_书面要求 1_
请列出这篇关于内存OOM机制的文章中提到的所有可以设定取值的配置选项名称。
_书面要求 2_
根据这篇关于内存OOM机制的文章,回答下列问题:
(a) 现在使用的oom_score_adj选项取值范围是多少?
(b) oom_kill_allocating_task的值不为0时,系统会杀死哪个进程?
(c) 英文段落中说panic_on_oom的值1和2用于什么场景?

_原始文档_
内存OOM机制

发布时间 2023-09-14 17:45:43作者: 逃亡的布丁

OOM原理简介

当系统发生OOM的时候,根据panic_on_oom配置,走系统奔溃还是杀进程
panic_on_oom=0:杀进程,此时根据oom_kill_allocating_task的配置选择进程赴死
oom_kill_allocating_task=0,扫描所有进程,根据算法对进程打分,分高者赴死,此时可以通过oom_score_adj选项控制进程oom_score,手动干预算法。
早期选项(已失效):文件在/proc//oom_adj。范围是[-17 ~ 15],数值越大表示越容易被oom killer杀死。如果进程的oom_adj配置为-17,表示进程禁止被OOM killer杀死。
现在选项:文件在/proc//oom_score_adj。范围是[-1000 ~ 1000],数值越大表示越容易被oom killer杀死。oom_score_adj=-1000,表示完全禁止进程被oom杀死。
oom_kill_allocating_task非0,直接杀死触发OOM的进程;
panic_on_oom=1:见下文
panic_on_oom=2:系统奔溃
当系统发生OOM的时候,通过oom_dump_tasks可以配置OOM时进程转储

内核参数简介

panic_on_oom

当Linux发生out of memory的时候,会根据panic_on_oom的配置,启用或禁用panic机制。

This enables or disables panic on out-of-memory feature.

If this is set to 0, the kernel will kill some rogue process, called oom_killer. Usually, oom_killer can kill rogue processes and system will survive.

If this is set to 1, the kernel panics when out-of-memory happens. However, if a process limits using nodes by mempolicy/cpusets, and those nodes become memory exhaustion status, one process may be killed by oom-killer. No panic occurs in this case. Because other nodes' memory may be free. This means system total status may be not fatal yet.

If this is set to 2, the kernel panics compulsorily even on the above-mentioned. Even oom happens under memory cgroup, the whole system panics.

The default value is 0. 1 and 2 are for failover of clustering. Please select either according to your policy of failover.

panic_on_oom=2+kdump gives you very strong tool to investigate why oom happens. You can get snapshot.

panic_on_oom的默认值是0,此时发生OOM,则会杀进程让系统不至于崩溃;
如果panic_on_oom的值设置为1,OOM的时候系统会崩溃死机;
但是如果此时触发OOM的进程是跑在通过mempolicy/cpusets限制资源的节点上,那么这些节点会变成资源耗尽的状态,这时候系统不会崩溃死机,而是会走oom_killer机制杀进程;
如果panic_on_oom的值设置为2,就算是节点做了资源限制,也会导致kernel panic;
panic_on_oom的默认值是0,当系统发生OOM的时候,会杀进程让系统存活下来。那此时系统是怎么杀进程的?随便找一个进程杀死吗?看第二个选项“oom_kill_allocating_task”。

边界框标注数据集中的若干行:

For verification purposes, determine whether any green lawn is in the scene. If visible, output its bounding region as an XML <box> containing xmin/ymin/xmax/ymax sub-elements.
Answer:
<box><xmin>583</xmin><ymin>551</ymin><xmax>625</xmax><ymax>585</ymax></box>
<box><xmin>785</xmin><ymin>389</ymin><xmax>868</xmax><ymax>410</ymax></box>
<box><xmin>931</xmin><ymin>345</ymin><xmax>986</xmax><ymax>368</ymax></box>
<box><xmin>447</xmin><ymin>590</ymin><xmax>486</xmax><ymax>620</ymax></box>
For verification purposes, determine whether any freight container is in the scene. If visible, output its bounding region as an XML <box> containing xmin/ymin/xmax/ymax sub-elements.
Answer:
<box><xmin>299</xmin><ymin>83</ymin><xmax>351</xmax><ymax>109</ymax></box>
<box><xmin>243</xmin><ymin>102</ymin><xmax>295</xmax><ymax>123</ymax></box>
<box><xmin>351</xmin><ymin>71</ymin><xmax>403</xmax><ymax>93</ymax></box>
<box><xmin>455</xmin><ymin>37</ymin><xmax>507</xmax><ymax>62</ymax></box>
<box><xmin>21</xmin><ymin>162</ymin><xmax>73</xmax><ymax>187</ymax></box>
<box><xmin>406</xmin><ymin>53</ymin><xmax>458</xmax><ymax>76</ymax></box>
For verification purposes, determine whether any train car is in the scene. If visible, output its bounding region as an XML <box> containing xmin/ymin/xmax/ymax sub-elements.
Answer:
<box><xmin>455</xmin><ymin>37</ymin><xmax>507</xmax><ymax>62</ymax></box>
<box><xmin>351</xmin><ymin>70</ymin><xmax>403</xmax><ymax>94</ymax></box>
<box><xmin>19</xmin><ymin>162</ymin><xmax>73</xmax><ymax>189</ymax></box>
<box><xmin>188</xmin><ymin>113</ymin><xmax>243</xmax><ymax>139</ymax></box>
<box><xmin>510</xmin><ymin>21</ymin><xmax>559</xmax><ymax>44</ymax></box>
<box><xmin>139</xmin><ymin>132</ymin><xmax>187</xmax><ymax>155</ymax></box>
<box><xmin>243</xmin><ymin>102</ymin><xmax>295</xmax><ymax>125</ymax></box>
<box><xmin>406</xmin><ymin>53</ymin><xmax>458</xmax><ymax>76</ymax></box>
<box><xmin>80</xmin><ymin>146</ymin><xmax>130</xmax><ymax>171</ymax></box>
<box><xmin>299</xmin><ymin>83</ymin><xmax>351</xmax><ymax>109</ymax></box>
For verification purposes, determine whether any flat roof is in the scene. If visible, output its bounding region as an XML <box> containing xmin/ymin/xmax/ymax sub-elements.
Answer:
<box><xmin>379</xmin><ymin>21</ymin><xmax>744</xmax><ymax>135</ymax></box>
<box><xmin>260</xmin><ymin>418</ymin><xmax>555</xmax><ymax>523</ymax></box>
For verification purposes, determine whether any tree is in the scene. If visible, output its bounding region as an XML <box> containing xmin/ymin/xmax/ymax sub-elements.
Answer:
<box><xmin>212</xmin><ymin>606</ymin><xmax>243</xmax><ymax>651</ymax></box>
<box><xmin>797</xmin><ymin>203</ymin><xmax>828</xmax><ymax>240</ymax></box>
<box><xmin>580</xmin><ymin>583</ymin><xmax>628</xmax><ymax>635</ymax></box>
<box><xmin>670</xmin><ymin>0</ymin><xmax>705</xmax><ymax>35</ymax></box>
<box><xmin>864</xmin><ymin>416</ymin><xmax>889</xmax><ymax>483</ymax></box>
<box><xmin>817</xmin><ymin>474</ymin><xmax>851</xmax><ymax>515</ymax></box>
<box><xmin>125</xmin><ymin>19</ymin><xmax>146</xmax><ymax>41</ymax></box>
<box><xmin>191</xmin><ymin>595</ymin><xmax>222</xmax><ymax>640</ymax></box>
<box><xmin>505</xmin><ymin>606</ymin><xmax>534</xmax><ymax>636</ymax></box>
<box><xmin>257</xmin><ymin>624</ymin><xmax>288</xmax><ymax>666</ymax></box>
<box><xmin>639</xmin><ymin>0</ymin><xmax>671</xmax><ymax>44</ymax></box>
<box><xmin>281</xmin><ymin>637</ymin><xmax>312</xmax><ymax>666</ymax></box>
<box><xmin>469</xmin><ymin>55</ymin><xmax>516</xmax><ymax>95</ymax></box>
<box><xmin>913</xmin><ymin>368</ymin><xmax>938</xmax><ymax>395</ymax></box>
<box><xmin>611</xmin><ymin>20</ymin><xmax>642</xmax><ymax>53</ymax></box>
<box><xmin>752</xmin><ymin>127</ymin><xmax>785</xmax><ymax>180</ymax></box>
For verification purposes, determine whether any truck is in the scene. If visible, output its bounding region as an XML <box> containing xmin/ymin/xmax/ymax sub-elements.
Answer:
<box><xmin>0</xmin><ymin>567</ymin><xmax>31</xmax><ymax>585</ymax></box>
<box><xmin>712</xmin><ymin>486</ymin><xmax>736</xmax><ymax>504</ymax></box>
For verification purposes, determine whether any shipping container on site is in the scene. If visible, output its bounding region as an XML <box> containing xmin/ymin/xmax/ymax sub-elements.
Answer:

_完整解答 1_
panic_on_oom
oom_kill_allocating_task
oom_score_adj
oom_adj
oom_dump_tasks

_完整解答 2_
(a) 取值范围是[-1000 ~ 1000]。
(b) 直接杀死触发OOM的进程。
(c) 用于集群的故障转移(failover of clustering)。